Excerpts from a pointing dataset:
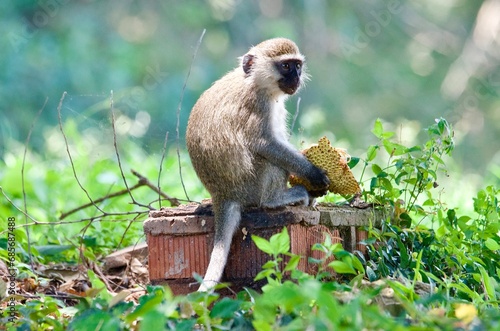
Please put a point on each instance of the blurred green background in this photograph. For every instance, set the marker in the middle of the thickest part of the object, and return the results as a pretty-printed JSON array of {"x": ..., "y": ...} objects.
[{"x": 406, "y": 62}]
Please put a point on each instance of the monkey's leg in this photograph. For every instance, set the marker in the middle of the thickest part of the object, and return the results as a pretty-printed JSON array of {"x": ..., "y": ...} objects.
[
  {"x": 227, "y": 219},
  {"x": 292, "y": 196}
]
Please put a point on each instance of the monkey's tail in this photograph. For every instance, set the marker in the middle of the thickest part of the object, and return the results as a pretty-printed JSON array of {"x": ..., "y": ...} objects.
[{"x": 227, "y": 220}]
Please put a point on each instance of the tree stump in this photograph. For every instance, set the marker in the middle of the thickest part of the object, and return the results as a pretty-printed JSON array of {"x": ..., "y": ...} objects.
[{"x": 180, "y": 240}]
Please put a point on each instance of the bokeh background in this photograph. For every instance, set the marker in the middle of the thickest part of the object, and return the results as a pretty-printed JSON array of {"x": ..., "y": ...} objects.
[{"x": 405, "y": 62}]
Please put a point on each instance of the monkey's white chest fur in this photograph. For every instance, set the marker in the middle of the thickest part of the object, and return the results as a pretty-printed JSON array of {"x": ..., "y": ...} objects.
[{"x": 278, "y": 118}]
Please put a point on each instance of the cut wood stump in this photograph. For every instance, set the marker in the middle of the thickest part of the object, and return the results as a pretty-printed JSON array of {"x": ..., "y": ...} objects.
[{"x": 180, "y": 240}]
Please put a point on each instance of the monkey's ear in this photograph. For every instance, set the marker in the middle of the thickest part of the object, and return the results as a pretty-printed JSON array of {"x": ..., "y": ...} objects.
[{"x": 247, "y": 63}]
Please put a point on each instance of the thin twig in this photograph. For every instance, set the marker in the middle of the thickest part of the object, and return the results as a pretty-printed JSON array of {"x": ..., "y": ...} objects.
[
  {"x": 18, "y": 209},
  {"x": 163, "y": 152},
  {"x": 145, "y": 181},
  {"x": 179, "y": 110},
  {"x": 108, "y": 196},
  {"x": 59, "y": 107},
  {"x": 26, "y": 144},
  {"x": 115, "y": 145}
]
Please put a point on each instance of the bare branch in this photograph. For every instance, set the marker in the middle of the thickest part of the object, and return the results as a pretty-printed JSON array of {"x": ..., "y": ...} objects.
[
  {"x": 145, "y": 181},
  {"x": 179, "y": 110},
  {"x": 108, "y": 196},
  {"x": 59, "y": 107},
  {"x": 163, "y": 152}
]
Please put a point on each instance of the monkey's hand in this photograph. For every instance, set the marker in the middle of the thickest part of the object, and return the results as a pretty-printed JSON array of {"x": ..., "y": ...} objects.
[{"x": 318, "y": 181}]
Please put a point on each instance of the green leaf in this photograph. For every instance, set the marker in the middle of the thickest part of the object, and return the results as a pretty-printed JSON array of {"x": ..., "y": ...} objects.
[
  {"x": 372, "y": 276},
  {"x": 270, "y": 264},
  {"x": 263, "y": 245},
  {"x": 378, "y": 129},
  {"x": 492, "y": 244},
  {"x": 225, "y": 308},
  {"x": 280, "y": 242},
  {"x": 293, "y": 263},
  {"x": 376, "y": 169},
  {"x": 94, "y": 319},
  {"x": 153, "y": 320},
  {"x": 371, "y": 153},
  {"x": 51, "y": 250},
  {"x": 341, "y": 267},
  {"x": 394, "y": 149},
  {"x": 353, "y": 162}
]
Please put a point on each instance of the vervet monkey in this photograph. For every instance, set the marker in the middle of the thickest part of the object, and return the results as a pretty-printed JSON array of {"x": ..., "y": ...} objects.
[{"x": 237, "y": 139}]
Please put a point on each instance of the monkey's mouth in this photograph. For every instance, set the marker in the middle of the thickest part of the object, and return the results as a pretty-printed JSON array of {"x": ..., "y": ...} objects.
[{"x": 288, "y": 87}]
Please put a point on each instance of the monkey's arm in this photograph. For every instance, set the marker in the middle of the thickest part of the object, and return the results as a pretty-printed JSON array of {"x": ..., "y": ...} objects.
[{"x": 286, "y": 157}]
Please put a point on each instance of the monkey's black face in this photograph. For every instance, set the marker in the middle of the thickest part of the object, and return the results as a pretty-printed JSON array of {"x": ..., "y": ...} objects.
[{"x": 290, "y": 71}]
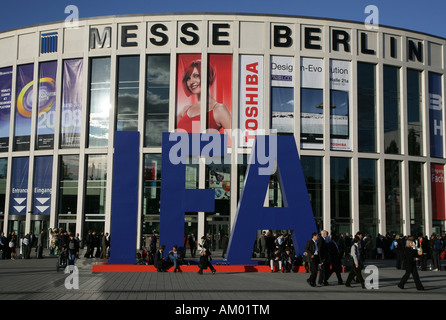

◆ Stated problem:
Lay out the listing above as a numbered list, one line per item, and leave out blank lines and the pictures.

◆ Response for this exercise:
1. Please put a point on each instance of the blurred green background in this photograph. For every instance, set the marker in the middle of the thickest part of the object, and return the results as a pretty-printed JSON array of {"x": ..., "y": ...} objects.
2. [{"x": 406, "y": 62}]
3. Please put a point on each instance of the monkey's leg in this photograph. For every instance, set the marker in the middle of the thickest part of the object, and return the results as a pretty-printed JSON array of {"x": ..., "y": ...} objects.
4. [
5.   {"x": 227, "y": 219},
6.   {"x": 292, "y": 196}
7. ]
8. Please put a point on each instance of the monkey's tail in this photograph. For every instance, set the marker in the middle of the thickest part of the object, and return the results as a pretty-printed JSON array of {"x": ..., "y": ...} objects.
9. [{"x": 227, "y": 220}]
10. Please put a point on each instance of the tree stump in this photograph. For every instance, set the marker in the middle of the thickest part of the object, and return the results as a pretty-printed JSON array of {"x": ..., "y": ...} objects.
11. [{"x": 180, "y": 240}]
12. Please put a point on each instance of the bokeh background in this photograph. For every instance, set the marker in the middle of the thickest part of the object, and return the results as a pretty-printed JSON array of {"x": ..., "y": ...} objects.
13. [{"x": 405, "y": 62}]
14. Please put a point on each instance of the monkey's white chest fur in this photograph. For every instance, set the marker in the middle of the thickest part of the object, and return the results as a pretty-printed JSON array of {"x": ..., "y": ...} objects.
15. [{"x": 278, "y": 118}]
16. Please put a point on each instance of the cut wood stump in this photograph. For every instance, set the marker in the middle of the thickest part of the object, and return the results as a pretty-printed JSON array of {"x": ..., "y": ...} objects.
17. [{"x": 180, "y": 240}]
18. Please put a point on each instance of the monkey's ear in this photograph. For every instance, set the marker in the middle of the thickest part of the object, and return the results as a pretty-printed JSON array of {"x": ..., "y": ...} objects.
19. [{"x": 247, "y": 63}]
20. Please put a point on each instance of the thin twig in this photograph. For every instance, set the marker in the middle of the thickest part of the object, and return the results as a pretty-printed JSON array of {"x": ..., "y": ...} objects.
21. [
22.   {"x": 18, "y": 209},
23.   {"x": 163, "y": 152},
24.   {"x": 145, "y": 181},
25.   {"x": 179, "y": 110},
26.   {"x": 108, "y": 196},
27.   {"x": 59, "y": 107},
28.   {"x": 26, "y": 144},
29.   {"x": 115, "y": 145}
30. ]
31. Please put a point on each instance of the bare branch in this photograph. For every instance, set the marker in the middle of the thickest part of the object, and return the results as a pretty-printed JSON array of {"x": ..., "y": ...} objects.
32. [
33.   {"x": 145, "y": 181},
34.   {"x": 179, "y": 110},
35.   {"x": 108, "y": 196},
36.   {"x": 59, "y": 107},
37.   {"x": 163, "y": 152}
38. ]
39. Please put a point on each instance of the monkey's hand in this photograph. For every instance, set the marker in the middle of the thickest part of the object, and return the results as a pretty-printed JSON array of {"x": ..., "y": ...} objects.
40. [{"x": 318, "y": 181}]
41. Please put a point on each instance of the green leaf in this photograph. For every instance, set the marker in the middle of the thickest part of the object, and return the results as a pretty-printed JSON array of {"x": ..., "y": ...} objects.
42. [
43.   {"x": 372, "y": 276},
44.   {"x": 270, "y": 264},
45.   {"x": 263, "y": 245},
46.   {"x": 378, "y": 129},
47.   {"x": 492, "y": 244},
48.   {"x": 225, "y": 308},
49.   {"x": 280, "y": 242},
50.   {"x": 293, "y": 263},
51.   {"x": 376, "y": 169},
52.   {"x": 94, "y": 319},
53.   {"x": 153, "y": 320},
54.   {"x": 371, "y": 153},
55.   {"x": 51, "y": 250},
56.   {"x": 341, "y": 267},
57.   {"x": 394, "y": 149},
58.   {"x": 353, "y": 162}
59. ]
60. Please put a point on each instance of the vervet monkey in this photograph. For every instance, set the marker in the middle of the thickest part of the object, and return the results as a pretty-printed JSON array of {"x": ..., "y": ...} objects.
61. [{"x": 237, "y": 139}]
62. Please put a point on each instance of the monkey's mouth in this photograph. For every instance, set the marker in the middle of the thickest part of the object, and return the results as a pretty-printed JSON array of {"x": ..., "y": ...} objects.
63. [{"x": 288, "y": 87}]
64. Please put a point on each instance of the monkey's arm in this photograph. For every instance, set the marker in the middle of the thickest part of the object, and return the results as a pretty-printed JSON array of {"x": ..., "y": ...} objects.
65. [{"x": 286, "y": 157}]
66. Please put a point on each instance of the monkey's black face in this photograph. For every instance, set the marker in the middle of the thickest part of the object, and return the results as a pretty-printed JSON array of {"x": ..., "y": ...} objects.
67. [{"x": 290, "y": 71}]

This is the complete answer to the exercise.